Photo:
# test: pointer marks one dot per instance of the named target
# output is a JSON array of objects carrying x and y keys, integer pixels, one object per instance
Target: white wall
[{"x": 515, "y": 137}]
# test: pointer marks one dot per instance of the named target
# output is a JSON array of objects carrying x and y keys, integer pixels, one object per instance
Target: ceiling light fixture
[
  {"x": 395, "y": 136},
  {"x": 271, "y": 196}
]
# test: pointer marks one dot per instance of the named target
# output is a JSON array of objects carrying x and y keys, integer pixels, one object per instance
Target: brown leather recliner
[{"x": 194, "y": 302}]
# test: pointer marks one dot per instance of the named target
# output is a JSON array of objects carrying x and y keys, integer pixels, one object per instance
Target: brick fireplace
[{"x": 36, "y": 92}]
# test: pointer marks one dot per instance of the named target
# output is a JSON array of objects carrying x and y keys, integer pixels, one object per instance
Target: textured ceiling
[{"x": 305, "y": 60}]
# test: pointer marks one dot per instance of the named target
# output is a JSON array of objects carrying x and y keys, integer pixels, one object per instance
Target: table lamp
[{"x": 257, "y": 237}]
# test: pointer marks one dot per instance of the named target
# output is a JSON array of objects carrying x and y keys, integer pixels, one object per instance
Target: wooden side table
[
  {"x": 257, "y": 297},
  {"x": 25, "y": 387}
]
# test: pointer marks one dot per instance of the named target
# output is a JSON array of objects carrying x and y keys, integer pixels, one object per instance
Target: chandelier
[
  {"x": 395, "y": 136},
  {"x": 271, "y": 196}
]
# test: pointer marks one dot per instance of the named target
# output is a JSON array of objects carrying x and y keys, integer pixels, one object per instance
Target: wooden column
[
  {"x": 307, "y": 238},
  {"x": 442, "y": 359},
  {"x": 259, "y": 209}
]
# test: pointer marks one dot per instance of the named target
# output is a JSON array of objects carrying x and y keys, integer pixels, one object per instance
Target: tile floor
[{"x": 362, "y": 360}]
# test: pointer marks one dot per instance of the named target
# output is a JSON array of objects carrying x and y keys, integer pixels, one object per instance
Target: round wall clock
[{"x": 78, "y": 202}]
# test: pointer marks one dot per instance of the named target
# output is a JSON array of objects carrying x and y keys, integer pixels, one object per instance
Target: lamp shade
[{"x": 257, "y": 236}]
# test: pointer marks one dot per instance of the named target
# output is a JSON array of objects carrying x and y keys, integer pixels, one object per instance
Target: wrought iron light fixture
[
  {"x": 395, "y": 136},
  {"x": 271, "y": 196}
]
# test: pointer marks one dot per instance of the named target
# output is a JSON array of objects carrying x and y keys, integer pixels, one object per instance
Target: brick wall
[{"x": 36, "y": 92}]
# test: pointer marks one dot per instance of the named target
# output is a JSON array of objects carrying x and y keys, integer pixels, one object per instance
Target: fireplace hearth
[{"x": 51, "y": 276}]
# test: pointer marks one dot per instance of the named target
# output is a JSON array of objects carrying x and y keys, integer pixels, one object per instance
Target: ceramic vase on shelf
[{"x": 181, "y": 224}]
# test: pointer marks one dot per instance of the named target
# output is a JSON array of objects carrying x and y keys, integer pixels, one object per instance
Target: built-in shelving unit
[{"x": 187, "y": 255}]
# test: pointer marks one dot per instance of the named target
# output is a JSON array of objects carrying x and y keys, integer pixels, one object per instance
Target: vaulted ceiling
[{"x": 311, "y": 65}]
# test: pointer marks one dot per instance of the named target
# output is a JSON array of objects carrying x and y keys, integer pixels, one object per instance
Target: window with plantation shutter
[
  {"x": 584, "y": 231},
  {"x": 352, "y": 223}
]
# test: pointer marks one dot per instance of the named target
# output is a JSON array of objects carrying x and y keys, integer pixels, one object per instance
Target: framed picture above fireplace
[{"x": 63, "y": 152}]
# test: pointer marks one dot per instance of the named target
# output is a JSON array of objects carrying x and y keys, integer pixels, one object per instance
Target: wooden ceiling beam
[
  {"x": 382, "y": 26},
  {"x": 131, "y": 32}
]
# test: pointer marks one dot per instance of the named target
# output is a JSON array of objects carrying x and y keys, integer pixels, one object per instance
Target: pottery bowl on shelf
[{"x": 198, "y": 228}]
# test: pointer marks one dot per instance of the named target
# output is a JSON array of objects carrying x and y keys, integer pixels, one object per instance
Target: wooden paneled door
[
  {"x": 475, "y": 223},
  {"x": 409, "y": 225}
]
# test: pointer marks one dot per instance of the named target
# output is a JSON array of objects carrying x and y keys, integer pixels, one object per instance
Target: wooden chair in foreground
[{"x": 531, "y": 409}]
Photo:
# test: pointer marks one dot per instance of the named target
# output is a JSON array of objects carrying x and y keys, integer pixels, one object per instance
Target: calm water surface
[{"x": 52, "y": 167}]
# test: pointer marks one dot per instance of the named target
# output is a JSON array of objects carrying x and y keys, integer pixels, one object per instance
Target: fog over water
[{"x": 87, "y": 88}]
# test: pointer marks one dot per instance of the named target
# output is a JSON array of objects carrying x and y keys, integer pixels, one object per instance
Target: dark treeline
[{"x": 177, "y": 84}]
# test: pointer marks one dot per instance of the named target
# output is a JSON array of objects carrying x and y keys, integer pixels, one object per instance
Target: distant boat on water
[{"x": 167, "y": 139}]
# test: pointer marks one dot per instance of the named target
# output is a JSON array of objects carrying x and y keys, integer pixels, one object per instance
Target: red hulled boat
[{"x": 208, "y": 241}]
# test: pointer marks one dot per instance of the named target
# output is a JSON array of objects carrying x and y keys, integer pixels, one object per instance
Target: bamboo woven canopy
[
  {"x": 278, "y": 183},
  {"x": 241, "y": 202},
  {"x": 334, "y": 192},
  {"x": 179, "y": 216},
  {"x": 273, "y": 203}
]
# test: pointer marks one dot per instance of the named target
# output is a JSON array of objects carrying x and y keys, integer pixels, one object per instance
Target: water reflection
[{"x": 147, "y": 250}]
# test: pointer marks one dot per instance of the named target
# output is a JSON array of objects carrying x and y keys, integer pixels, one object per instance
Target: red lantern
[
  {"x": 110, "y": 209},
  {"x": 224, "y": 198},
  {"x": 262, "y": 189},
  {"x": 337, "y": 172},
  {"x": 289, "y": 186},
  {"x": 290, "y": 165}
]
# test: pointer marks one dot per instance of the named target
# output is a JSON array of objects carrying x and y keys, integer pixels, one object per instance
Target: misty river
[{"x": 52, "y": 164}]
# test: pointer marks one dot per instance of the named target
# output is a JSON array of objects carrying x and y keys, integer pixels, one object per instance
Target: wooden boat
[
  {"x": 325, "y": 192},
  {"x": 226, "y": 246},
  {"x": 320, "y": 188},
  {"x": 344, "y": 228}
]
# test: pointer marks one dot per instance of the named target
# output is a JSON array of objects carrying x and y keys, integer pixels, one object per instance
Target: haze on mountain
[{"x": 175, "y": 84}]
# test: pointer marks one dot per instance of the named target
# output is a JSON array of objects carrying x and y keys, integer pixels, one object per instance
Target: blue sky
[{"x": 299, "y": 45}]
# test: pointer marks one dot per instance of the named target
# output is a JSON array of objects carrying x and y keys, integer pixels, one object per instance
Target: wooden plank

### [The exercise]
From the lines above, please collect every line that contains the word "wall" and copy each one out in full.

### [Complete answer]
Target: white wall
Target: round wall clock
Target: brick wall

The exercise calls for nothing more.